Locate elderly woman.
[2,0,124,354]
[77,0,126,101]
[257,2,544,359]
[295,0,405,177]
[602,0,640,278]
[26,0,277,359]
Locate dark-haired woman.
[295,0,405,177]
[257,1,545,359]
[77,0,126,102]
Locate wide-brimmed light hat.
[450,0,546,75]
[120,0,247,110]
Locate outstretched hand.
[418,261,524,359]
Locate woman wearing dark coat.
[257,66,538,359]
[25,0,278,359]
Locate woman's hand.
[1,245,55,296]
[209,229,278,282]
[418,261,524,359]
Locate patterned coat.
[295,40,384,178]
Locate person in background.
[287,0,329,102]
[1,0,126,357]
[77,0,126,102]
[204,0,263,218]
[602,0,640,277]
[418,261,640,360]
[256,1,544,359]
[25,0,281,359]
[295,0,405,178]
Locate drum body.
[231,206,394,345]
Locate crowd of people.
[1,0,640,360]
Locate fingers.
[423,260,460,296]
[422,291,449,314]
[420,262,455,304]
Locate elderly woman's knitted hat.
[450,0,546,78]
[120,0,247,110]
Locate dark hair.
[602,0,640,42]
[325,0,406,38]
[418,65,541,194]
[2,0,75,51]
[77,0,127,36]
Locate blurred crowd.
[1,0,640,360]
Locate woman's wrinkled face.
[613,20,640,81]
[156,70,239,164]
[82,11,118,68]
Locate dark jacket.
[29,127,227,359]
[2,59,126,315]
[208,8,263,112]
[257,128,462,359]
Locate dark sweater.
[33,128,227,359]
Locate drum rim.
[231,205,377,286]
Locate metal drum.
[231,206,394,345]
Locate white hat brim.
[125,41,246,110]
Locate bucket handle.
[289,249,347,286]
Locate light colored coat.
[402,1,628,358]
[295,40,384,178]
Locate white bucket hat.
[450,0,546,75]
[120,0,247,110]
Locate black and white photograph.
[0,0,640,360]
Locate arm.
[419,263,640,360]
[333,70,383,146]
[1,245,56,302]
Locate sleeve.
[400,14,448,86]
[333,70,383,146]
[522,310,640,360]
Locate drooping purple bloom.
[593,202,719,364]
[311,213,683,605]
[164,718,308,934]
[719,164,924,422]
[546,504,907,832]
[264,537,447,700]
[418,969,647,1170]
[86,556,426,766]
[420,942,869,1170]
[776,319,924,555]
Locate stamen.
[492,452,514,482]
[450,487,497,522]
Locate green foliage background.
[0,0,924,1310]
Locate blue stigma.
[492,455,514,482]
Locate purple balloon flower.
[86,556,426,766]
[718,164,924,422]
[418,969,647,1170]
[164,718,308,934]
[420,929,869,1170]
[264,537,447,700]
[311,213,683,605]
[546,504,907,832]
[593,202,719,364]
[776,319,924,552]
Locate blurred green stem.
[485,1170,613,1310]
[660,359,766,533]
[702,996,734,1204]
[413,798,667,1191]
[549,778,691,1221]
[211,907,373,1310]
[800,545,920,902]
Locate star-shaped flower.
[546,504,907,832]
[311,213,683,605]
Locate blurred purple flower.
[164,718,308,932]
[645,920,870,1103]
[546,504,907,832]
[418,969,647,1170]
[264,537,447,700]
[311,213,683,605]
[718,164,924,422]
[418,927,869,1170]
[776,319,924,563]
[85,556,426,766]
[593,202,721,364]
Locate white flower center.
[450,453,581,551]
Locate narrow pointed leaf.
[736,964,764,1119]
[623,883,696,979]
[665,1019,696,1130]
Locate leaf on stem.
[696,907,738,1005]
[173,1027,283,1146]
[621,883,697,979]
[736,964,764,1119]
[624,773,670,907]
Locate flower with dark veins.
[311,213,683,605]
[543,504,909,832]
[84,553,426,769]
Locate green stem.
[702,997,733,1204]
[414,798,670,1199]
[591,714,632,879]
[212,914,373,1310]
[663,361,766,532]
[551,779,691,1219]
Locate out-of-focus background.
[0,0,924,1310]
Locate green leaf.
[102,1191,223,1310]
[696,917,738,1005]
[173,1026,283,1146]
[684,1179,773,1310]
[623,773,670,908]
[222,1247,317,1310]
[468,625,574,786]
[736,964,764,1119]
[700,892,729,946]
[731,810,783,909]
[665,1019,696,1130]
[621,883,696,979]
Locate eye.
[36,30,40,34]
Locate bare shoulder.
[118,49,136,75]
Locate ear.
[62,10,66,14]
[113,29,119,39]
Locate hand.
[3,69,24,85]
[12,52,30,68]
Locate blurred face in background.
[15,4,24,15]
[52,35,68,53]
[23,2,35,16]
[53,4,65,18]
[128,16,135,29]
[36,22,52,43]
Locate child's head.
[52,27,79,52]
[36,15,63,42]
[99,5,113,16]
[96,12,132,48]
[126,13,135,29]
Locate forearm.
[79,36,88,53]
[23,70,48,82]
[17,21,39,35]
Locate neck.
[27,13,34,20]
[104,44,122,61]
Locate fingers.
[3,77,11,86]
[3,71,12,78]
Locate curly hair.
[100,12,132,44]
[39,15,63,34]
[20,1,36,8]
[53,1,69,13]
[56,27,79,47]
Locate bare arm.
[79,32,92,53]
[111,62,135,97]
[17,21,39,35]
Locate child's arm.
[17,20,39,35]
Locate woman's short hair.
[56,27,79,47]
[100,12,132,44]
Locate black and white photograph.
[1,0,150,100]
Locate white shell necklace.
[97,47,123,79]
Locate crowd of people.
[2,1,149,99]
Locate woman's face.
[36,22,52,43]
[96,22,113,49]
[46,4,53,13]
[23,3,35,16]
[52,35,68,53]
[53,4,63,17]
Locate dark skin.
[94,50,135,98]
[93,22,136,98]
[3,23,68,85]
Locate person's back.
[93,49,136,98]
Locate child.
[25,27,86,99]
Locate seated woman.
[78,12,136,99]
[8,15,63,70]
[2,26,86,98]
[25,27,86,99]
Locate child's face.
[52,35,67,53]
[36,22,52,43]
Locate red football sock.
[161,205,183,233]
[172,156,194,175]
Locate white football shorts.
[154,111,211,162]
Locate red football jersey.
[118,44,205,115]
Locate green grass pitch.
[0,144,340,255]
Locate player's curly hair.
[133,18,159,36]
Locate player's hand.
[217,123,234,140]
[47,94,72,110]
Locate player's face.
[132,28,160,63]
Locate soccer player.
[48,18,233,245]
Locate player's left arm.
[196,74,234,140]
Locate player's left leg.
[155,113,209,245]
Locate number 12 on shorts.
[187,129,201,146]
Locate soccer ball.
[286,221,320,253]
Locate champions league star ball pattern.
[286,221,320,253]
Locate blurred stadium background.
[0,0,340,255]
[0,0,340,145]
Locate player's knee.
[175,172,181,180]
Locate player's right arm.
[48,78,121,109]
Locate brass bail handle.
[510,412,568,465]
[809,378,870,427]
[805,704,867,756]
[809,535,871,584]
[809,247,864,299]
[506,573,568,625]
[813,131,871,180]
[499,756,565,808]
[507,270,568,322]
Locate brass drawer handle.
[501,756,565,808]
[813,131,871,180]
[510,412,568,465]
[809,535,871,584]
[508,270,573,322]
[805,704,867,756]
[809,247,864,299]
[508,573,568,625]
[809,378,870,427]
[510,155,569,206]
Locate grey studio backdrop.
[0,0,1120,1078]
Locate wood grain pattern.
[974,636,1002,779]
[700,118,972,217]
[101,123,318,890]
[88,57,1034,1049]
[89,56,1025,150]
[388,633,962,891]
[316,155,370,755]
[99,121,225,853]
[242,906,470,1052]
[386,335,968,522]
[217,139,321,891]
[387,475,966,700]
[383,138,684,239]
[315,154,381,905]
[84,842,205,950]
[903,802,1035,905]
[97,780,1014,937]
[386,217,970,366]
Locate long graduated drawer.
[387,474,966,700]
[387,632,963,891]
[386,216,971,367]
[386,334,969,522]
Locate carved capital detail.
———
Exercise requirements: Put the lines of the data above into a numbered list, skipping blank lines, from the line that contains "Locate curly hair." through the line that contains "[386,334,969,522]", both included. List only those lines.

The reply:
1. Locate curly hair.
2. [100,12,132,44]
3. [39,15,63,34]
4. [20,1,36,8]
5. [53,1,69,13]
6. [56,27,79,47]
7. Locate bare arm.
8. [79,32,92,53]
9. [111,62,135,97]
10. [17,21,39,35]
11. Locate child's arm.
12. [17,20,39,35]
13. Locate woman's short hair.
14. [56,27,79,47]
15. [100,12,132,44]
16. Locate black and white photograph.
17. [1,0,150,100]
18. Locate white shell necklace.
19. [97,47,123,79]
20. Locate crowd of people.
21. [2,1,149,99]
22. Locate woman's face.
23. [36,22,52,43]
24. [96,22,113,49]
25. [46,4,53,13]
26. [23,3,35,16]
27. [52,35,68,53]
28. [53,4,63,17]
29. Locate dark skin.
30. [94,50,135,98]
31. [93,22,136,98]
32. [3,23,68,85]
33. Locate person's back.
34. [93,49,136,98]
35. Locate child.
36. [25,27,86,99]
37. Locate seated woman.
38. [78,12,136,99]
39. [8,15,63,70]
40. [2,26,86,98]
41. [25,27,86,99]
42. Locate child's face.
43. [52,35,67,53]
44. [36,22,52,43]
45. Locate red football sock.
46. [161,205,183,233]
47. [172,156,194,175]
48. Locate white football shorts.
49. [154,111,211,162]
50. Locate red football jersey.
51. [118,44,205,115]
52. Locate green grass pitch.
53. [0,144,340,255]
54. Locate player's curly hair.
55. [133,18,159,36]
56. Locate player's hand.
57. [217,123,234,140]
58. [47,94,72,110]
59. Locate player's face.
60. [132,28,160,63]
61. Locate soccer player.
62. [48,18,233,245]
63. Locate player's left arm.
64. [196,74,234,140]
65. Locate player's left leg.
66. [155,113,209,245]
67. Locate number 12 on shorts.
68. [187,129,201,146]
69. Locate soccer ball.
70. [286,221,320,253]
71. Locate champions league star ball pattern.
72. [286,221,320,253]
73. Locate blurred stadium background.
74. [0,0,340,255]
75. [0,0,340,145]
76. Locate player's knee.
77. [175,172,181,180]
78. Locate player's right arm.
79. [48,78,121,109]
80. Locate brass bail handle.
81. [510,412,568,465]
82. [809,378,870,427]
83. [805,704,867,756]
84. [809,535,871,584]
85. [809,247,864,299]
86. [506,573,568,625]
87. [813,131,871,180]
88. [499,756,565,808]
89. [507,270,568,322]
90. Locate brass drawer handle.
91. [501,756,565,808]
92. [813,131,871,180]
93. [510,412,568,465]
94. [809,535,871,584]
95. [508,270,573,322]
96. [805,704,867,756]
97. [809,247,864,299]
98. [508,573,568,625]
99. [809,378,870,427]
100. [510,155,569,206]
101. Locate grey studio backdrop.
102. [0,0,1120,1078]
103. Locate wood grain pattern.
104. [974,636,1002,779]
105. [700,118,972,217]
106. [101,123,318,890]
107. [88,57,1034,1049]
108. [89,56,1025,150]
109. [388,633,962,891]
110. [316,155,370,755]
111. [99,121,225,853]
112. [242,906,470,1052]
113. [386,335,968,522]
114. [217,139,321,891]
115. [387,475,966,700]
116. [383,138,684,239]
117. [315,154,381,905]
118. [84,842,205,950]
119. [903,802,1035,905]
120. [97,780,1014,937]
121. [386,217,970,366]
122. Locate long graduated drawer.
123. [387,474,966,700]
124. [387,632,963,891]
125. [386,216,971,367]
126. [386,334,969,522]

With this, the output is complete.